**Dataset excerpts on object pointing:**
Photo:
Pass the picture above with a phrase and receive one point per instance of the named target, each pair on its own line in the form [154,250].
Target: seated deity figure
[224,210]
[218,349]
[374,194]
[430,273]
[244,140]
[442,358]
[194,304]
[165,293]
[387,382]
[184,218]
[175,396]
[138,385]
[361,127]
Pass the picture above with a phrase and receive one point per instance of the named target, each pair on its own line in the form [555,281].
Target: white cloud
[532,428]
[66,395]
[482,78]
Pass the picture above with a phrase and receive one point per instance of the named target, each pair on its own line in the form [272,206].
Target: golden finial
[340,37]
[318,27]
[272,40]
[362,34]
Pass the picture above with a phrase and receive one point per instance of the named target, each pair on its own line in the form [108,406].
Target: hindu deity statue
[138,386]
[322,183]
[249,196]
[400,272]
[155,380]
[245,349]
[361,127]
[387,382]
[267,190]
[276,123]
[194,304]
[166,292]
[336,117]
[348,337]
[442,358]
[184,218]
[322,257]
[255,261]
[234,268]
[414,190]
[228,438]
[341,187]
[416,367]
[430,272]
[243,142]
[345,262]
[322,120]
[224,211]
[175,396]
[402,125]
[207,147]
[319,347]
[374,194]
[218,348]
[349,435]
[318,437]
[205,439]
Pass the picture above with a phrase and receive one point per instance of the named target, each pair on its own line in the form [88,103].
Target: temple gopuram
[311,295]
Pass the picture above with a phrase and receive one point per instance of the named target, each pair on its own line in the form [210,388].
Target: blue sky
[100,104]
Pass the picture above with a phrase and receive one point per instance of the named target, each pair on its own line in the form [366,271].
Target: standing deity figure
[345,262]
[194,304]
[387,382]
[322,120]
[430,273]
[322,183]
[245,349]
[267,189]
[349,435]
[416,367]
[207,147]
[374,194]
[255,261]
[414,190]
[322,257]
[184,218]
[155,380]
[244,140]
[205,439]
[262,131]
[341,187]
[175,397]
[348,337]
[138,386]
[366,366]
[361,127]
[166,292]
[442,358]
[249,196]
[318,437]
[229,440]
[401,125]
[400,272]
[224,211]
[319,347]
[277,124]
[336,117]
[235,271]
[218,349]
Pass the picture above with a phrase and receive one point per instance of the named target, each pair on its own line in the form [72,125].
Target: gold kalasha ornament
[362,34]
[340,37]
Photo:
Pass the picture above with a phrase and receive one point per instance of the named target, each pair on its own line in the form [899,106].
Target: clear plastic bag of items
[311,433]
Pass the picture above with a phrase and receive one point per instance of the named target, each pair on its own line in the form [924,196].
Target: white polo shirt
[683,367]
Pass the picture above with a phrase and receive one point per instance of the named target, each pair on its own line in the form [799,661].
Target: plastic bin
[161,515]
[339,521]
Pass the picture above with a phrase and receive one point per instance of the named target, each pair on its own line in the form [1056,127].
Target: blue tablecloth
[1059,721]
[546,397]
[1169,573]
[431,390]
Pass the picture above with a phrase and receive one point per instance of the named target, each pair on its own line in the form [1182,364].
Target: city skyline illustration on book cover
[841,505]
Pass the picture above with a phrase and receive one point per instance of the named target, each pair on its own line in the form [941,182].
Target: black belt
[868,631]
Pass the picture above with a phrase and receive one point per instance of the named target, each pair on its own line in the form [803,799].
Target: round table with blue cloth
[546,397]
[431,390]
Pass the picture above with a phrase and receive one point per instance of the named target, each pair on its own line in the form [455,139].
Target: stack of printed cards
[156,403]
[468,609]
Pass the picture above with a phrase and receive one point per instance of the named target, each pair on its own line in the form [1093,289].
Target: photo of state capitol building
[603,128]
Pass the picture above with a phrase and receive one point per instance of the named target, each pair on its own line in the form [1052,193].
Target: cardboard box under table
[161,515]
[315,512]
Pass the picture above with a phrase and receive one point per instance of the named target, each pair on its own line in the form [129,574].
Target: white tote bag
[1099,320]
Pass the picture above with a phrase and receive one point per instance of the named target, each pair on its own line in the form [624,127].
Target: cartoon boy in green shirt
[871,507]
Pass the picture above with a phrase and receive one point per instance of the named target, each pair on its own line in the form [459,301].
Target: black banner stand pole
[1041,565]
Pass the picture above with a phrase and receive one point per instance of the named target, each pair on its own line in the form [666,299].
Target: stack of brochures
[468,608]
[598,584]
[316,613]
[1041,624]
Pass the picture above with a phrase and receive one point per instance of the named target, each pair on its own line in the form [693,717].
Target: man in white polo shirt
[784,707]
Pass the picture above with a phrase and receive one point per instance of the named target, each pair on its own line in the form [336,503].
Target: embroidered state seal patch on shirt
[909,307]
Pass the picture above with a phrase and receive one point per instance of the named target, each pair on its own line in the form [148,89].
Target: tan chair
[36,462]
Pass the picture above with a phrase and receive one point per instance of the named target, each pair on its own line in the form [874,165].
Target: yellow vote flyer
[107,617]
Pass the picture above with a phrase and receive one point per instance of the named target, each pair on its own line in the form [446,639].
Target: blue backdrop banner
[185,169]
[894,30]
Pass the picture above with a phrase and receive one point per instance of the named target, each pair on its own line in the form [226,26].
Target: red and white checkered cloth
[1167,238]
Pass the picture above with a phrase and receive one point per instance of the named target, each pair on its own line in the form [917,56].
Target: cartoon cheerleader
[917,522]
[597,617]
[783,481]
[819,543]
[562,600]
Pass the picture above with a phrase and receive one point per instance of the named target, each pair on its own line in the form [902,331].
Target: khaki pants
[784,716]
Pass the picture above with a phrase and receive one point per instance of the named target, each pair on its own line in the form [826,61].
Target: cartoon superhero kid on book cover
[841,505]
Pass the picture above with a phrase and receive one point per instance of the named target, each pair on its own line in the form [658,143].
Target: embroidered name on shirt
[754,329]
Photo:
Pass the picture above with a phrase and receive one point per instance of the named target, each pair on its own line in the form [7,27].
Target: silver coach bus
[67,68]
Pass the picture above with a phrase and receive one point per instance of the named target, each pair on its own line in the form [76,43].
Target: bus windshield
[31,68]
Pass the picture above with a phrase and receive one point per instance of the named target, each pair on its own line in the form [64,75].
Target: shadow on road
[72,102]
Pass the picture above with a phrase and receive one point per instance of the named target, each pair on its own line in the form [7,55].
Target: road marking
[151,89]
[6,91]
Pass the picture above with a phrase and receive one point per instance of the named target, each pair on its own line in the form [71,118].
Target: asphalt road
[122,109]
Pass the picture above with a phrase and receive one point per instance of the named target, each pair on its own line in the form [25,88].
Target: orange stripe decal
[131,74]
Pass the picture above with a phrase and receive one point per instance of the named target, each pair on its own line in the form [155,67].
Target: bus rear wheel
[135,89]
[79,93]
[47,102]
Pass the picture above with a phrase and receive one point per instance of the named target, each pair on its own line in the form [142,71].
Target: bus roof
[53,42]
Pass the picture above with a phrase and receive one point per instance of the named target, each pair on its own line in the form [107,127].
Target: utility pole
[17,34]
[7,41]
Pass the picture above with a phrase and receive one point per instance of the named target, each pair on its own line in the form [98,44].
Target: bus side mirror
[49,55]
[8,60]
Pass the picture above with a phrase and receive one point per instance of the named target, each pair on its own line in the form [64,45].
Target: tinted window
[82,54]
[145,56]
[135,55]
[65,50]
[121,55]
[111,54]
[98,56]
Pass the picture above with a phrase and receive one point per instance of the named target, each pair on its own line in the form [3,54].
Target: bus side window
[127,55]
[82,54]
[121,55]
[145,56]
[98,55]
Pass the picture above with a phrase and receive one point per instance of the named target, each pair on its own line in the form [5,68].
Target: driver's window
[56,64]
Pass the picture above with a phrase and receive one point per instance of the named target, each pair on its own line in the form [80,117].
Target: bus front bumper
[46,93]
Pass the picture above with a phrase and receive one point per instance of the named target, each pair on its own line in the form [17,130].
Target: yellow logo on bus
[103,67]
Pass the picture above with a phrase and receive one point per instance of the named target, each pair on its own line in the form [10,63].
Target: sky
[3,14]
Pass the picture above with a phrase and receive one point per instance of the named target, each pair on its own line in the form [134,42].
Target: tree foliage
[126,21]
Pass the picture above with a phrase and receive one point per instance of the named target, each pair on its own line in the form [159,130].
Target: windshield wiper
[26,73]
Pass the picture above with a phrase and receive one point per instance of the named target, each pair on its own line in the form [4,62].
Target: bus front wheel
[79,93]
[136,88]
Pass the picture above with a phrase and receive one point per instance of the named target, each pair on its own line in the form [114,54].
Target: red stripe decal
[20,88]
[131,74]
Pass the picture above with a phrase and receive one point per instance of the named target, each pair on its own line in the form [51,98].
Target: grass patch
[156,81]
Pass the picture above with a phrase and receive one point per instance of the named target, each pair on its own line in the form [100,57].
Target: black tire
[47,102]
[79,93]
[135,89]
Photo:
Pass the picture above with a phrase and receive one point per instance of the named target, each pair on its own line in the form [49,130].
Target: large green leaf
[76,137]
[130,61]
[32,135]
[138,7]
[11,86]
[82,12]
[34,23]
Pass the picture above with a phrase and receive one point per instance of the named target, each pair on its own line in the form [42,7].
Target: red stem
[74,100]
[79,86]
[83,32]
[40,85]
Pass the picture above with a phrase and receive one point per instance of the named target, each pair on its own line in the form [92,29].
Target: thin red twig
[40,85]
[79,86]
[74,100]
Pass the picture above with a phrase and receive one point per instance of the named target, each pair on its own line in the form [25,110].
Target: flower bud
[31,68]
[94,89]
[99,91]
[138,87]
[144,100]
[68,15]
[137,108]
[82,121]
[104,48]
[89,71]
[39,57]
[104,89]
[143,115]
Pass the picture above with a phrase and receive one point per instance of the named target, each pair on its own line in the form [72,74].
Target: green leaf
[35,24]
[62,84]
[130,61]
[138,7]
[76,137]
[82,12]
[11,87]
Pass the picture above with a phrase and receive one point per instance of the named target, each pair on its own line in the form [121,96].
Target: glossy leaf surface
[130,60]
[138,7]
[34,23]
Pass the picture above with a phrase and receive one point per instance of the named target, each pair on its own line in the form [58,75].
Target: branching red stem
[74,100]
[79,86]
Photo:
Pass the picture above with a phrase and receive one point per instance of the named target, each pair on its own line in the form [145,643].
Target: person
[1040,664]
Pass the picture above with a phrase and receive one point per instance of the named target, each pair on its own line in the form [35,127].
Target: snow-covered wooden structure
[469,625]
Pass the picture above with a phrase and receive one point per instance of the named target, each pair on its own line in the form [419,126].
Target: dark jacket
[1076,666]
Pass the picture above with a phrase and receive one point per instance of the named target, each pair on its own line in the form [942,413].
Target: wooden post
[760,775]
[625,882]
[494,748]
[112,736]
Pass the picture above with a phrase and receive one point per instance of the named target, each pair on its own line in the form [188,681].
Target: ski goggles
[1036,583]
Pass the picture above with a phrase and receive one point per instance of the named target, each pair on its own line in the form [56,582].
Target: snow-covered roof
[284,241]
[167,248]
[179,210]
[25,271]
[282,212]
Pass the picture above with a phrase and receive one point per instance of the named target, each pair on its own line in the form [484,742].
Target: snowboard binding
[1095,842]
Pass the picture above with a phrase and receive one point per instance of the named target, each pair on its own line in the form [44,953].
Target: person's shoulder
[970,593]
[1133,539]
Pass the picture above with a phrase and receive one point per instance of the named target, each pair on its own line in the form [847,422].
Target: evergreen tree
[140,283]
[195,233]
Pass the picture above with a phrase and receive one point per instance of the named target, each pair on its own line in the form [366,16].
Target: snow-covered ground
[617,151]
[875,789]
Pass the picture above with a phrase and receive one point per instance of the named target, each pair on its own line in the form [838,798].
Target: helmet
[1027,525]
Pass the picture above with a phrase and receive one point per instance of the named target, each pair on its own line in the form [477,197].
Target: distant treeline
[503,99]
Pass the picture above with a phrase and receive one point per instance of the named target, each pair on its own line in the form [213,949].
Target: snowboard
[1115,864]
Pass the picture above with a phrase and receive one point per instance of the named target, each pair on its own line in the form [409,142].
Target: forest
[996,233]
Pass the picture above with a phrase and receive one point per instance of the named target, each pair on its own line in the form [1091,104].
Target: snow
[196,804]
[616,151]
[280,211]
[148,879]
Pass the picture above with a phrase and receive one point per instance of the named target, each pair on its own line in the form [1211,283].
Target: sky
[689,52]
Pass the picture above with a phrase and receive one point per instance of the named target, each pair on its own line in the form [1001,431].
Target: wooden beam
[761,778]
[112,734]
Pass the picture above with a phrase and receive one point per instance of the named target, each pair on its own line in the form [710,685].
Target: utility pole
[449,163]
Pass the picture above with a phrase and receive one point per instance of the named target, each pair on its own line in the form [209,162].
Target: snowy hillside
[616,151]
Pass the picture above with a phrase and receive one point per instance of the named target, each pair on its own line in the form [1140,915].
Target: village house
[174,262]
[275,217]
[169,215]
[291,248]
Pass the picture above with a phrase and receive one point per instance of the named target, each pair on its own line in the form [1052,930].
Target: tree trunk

**What to do:** Repeat only what runs from the line holding "the form [1001,431]." to the end of the data, keeping every line exactly as written, first and last included.

**Correct output:**
Pass the picture above with a phrase and receive one point per instance of the named target, each pair on its own line in the form [1001,431].
Target: wooden beam
[761,778]
[112,734]
Pass the picture above with a phrase and receive one point per instance of the named target, each pair on its own line in the form [710,685].
Target: utility pole
[449,163]
Pass the picture above with a phrase and receive one point per instance of the named target, each pair on its own line in the form [209,162].
Target: snowy hillside
[616,151]
Pass the picture above with a phrase and receive one point per instance of the named target, each pair on its own line in the form [1140,915].
Target: village house
[174,262]
[275,217]
[169,215]
[291,248]
Pass the picture above with a phrase and receive one point per instance of the named target, each pair on its own line in the form [1052,930].
Target: tree trunk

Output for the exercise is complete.